━━ INPUT FOR THIS TASK

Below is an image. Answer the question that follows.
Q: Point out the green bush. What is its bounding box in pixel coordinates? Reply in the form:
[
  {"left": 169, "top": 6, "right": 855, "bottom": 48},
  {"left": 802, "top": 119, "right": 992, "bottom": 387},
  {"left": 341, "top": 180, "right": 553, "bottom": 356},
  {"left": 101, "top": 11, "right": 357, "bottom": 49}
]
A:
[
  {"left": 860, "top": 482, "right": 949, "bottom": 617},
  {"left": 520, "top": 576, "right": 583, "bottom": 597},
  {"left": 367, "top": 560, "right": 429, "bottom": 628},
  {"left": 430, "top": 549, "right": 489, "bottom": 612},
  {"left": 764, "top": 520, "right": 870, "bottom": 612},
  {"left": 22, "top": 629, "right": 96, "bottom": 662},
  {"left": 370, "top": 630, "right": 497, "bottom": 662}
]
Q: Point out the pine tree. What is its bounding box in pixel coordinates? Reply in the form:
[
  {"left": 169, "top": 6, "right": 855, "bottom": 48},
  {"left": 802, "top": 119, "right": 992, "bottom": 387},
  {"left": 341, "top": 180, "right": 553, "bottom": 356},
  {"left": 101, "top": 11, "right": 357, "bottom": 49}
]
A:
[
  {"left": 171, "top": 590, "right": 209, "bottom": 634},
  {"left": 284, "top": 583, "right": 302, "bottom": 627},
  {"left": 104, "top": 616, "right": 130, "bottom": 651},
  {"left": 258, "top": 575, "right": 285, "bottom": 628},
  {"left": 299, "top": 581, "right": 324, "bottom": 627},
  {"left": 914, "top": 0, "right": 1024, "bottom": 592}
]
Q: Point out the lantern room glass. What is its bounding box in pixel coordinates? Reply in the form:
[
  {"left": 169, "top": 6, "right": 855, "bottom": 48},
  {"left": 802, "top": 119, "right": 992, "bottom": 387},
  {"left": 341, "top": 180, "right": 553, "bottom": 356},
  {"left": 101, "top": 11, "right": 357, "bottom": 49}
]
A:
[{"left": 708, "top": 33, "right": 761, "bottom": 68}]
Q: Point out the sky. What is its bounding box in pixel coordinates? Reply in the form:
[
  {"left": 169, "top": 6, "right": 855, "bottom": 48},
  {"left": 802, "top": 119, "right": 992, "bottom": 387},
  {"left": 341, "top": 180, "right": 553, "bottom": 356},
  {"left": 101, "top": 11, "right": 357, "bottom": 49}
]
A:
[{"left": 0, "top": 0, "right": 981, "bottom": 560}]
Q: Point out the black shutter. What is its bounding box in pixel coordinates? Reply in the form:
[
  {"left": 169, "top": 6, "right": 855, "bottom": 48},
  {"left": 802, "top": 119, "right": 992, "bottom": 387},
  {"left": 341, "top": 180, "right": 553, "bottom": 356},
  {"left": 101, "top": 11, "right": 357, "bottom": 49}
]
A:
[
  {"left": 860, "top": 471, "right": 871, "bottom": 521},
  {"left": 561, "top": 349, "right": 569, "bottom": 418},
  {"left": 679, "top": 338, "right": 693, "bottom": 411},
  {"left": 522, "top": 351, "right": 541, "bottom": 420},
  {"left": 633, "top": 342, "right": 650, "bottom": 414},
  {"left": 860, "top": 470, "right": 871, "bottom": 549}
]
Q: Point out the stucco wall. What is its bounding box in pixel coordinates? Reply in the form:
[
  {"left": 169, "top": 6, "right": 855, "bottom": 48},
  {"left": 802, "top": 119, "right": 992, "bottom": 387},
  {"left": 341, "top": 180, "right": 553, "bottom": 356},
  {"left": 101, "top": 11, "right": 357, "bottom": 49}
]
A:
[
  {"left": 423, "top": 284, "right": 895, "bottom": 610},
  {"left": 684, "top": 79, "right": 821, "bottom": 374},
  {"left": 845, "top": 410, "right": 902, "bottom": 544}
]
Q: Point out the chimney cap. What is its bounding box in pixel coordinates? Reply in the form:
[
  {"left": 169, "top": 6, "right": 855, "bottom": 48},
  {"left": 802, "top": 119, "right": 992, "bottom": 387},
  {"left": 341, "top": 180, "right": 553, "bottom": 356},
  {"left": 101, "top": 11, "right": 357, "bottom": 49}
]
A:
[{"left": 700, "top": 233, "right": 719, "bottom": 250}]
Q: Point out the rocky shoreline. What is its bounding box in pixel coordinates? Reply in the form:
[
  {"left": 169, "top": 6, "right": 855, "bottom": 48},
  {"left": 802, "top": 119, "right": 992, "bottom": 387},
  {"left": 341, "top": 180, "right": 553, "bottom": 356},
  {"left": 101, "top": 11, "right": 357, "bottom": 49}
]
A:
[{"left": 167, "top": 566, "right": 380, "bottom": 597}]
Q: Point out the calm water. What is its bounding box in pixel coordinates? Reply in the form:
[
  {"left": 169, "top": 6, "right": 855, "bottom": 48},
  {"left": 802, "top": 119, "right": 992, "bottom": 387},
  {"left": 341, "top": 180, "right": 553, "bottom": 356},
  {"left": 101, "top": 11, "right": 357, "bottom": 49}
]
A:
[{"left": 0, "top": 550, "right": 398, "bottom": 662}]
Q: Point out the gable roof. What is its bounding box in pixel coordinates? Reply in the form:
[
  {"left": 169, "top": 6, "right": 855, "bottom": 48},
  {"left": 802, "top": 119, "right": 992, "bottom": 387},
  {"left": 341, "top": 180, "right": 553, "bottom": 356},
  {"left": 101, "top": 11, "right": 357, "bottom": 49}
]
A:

━━━━

§ WRITTEN REQUEST
Rewrite all of the rows above, replacing "pixel coordinates" with "absolute coordinates" and leaving everything else unchanged.

§ RESPONSE
Below is an image. Answer the question that follows.
Q: Point out the green bush. What is its bounding box in absolute coordinates? Reply in the form:
[
  {"left": 169, "top": 6, "right": 855, "bottom": 48},
  {"left": 802, "top": 119, "right": 992, "bottom": 387},
  {"left": 341, "top": 180, "right": 553, "bottom": 356},
  {"left": 101, "top": 11, "right": 357, "bottom": 49}
]
A:
[
  {"left": 860, "top": 482, "right": 949, "bottom": 617},
  {"left": 520, "top": 576, "right": 583, "bottom": 597},
  {"left": 367, "top": 560, "right": 429, "bottom": 628},
  {"left": 430, "top": 549, "right": 489, "bottom": 612},
  {"left": 764, "top": 520, "right": 870, "bottom": 612},
  {"left": 22, "top": 629, "right": 96, "bottom": 662},
  {"left": 370, "top": 630, "right": 497, "bottom": 662}
]
Q: Point out the pine tree. What is its bounding box in absolute coordinates? Reply in the form:
[
  {"left": 169, "top": 6, "right": 855, "bottom": 48},
  {"left": 802, "top": 119, "right": 992, "bottom": 387},
  {"left": 341, "top": 180, "right": 553, "bottom": 356},
  {"left": 101, "top": 11, "right": 357, "bottom": 49}
]
A:
[
  {"left": 171, "top": 590, "right": 209, "bottom": 634},
  {"left": 284, "top": 583, "right": 302, "bottom": 627},
  {"left": 104, "top": 616, "right": 130, "bottom": 651},
  {"left": 258, "top": 575, "right": 285, "bottom": 628},
  {"left": 299, "top": 581, "right": 324, "bottom": 627},
  {"left": 914, "top": 0, "right": 1024, "bottom": 592}
]
Q: Point out the lantern room glass. What is its bounding box in absolute coordinates? Reply in the form:
[
  {"left": 169, "top": 6, "right": 855, "bottom": 48},
  {"left": 802, "top": 119, "right": 992, "bottom": 387},
  {"left": 341, "top": 180, "right": 553, "bottom": 356},
  {"left": 101, "top": 11, "right": 357, "bottom": 49}
]
A:
[{"left": 708, "top": 33, "right": 761, "bottom": 68}]
Q: Point out the sky. What is its bounding box in absolute coordinates? Reply in the form:
[
  {"left": 169, "top": 6, "right": 855, "bottom": 48},
  {"left": 802, "top": 119, "right": 992, "bottom": 387},
  {"left": 341, "top": 180, "right": 553, "bottom": 356},
  {"left": 101, "top": 11, "right": 357, "bottom": 49}
]
A:
[{"left": 0, "top": 0, "right": 981, "bottom": 560}]
Q: Point out the black shutter. What is its bounding box in absolute coordinates? Reply in the form:
[
  {"left": 169, "top": 6, "right": 855, "bottom": 48},
  {"left": 802, "top": 119, "right": 992, "bottom": 387},
  {"left": 341, "top": 180, "right": 553, "bottom": 356},
  {"left": 101, "top": 11, "right": 357, "bottom": 49}
]
A:
[
  {"left": 860, "top": 471, "right": 871, "bottom": 521},
  {"left": 561, "top": 349, "right": 569, "bottom": 418},
  {"left": 679, "top": 338, "right": 693, "bottom": 411},
  {"left": 522, "top": 351, "right": 541, "bottom": 420},
  {"left": 633, "top": 342, "right": 650, "bottom": 414},
  {"left": 860, "top": 470, "right": 871, "bottom": 549}
]
Q: Point out the stucco wall. What is its bounding box in absolute coordinates? Reply in the form:
[
  {"left": 169, "top": 6, "right": 855, "bottom": 48},
  {"left": 802, "top": 119, "right": 992, "bottom": 387},
  {"left": 341, "top": 180, "right": 553, "bottom": 356},
  {"left": 101, "top": 11, "right": 357, "bottom": 49}
]
A:
[
  {"left": 423, "top": 284, "right": 895, "bottom": 610},
  {"left": 684, "top": 79, "right": 821, "bottom": 374},
  {"left": 845, "top": 410, "right": 902, "bottom": 544}
]
Q: Point out the chimney cap. What is its bounding box in absolute coordinates? Reply in the form:
[
  {"left": 169, "top": 6, "right": 855, "bottom": 48},
  {"left": 802, "top": 119, "right": 992, "bottom": 387},
  {"left": 341, "top": 180, "right": 553, "bottom": 356},
  {"left": 101, "top": 11, "right": 357, "bottom": 49}
]
A:
[{"left": 700, "top": 233, "right": 719, "bottom": 250}]
Q: Point out the rocky shoreline. What is its bounding box in absolute coordinates? Reply in the form:
[
  {"left": 169, "top": 6, "right": 855, "bottom": 48},
  {"left": 802, "top": 119, "right": 992, "bottom": 387},
  {"left": 341, "top": 180, "right": 553, "bottom": 356},
  {"left": 101, "top": 11, "right": 357, "bottom": 49}
]
A:
[{"left": 167, "top": 566, "right": 380, "bottom": 597}]
Q: Point out the calm water. What is its bounding box in absolute coordinates? Reply in the form:
[
  {"left": 169, "top": 6, "right": 855, "bottom": 48},
  {"left": 802, "top": 119, "right": 992, "bottom": 387},
  {"left": 341, "top": 180, "right": 553, "bottom": 356},
  {"left": 101, "top": 11, "right": 357, "bottom": 49}
]
A:
[{"left": 0, "top": 550, "right": 398, "bottom": 662}]
Q: Point out the gable roof. What is its bounding box in absolute coordinates? Reply in the form:
[
  {"left": 169, "top": 6, "right": 855, "bottom": 48},
  {"left": 802, "top": 119, "right": 992, "bottom": 387},
  {"left": 341, "top": 180, "right": 553, "bottom": 356},
  {"left": 101, "top": 11, "right": 357, "bottom": 49}
]
A:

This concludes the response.